Stored items
——————

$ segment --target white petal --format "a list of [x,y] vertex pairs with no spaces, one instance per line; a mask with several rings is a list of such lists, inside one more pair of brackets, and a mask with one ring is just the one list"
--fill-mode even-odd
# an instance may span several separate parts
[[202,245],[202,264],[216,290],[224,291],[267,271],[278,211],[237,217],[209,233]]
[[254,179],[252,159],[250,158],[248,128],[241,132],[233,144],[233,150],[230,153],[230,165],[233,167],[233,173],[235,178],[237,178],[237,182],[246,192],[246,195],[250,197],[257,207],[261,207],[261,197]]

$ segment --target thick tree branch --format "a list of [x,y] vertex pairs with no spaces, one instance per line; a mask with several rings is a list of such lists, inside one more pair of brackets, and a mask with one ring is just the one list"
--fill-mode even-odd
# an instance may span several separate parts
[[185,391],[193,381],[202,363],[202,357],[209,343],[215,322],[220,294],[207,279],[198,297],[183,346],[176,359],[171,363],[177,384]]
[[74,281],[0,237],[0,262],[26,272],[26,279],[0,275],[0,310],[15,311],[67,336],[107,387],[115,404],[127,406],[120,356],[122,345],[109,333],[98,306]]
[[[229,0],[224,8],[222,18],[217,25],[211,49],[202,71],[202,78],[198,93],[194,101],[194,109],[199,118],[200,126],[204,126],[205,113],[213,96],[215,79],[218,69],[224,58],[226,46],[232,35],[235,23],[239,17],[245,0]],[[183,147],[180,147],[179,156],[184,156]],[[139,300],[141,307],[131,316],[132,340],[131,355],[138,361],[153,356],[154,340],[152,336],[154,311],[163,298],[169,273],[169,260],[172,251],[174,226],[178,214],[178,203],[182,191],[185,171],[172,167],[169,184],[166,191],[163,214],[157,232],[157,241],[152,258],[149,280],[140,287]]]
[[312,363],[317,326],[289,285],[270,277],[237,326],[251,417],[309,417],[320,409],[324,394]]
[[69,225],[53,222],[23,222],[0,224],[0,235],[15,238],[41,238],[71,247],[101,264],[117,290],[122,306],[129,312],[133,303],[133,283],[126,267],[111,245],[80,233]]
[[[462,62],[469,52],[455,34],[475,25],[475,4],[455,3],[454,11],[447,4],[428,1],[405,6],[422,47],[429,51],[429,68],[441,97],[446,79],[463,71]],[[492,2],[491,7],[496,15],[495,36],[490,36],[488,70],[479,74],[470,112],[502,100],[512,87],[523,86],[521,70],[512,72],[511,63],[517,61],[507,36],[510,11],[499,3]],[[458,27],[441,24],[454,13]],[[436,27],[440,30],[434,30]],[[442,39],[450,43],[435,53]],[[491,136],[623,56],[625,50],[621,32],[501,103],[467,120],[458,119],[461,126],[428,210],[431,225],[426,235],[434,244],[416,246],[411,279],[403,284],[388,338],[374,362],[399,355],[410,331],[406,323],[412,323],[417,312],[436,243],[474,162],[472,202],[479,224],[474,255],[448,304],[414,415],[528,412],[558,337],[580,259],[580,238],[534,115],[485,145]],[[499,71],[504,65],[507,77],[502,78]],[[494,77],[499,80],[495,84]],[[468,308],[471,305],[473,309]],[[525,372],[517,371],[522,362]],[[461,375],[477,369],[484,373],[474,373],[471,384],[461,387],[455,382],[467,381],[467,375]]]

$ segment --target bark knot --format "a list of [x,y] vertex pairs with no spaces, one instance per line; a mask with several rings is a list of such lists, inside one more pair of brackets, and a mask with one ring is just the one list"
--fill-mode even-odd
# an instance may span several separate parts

——————

*Task objective:* Give the count of lines above that include the word "list", stating no other information.

*Result for this task:* 3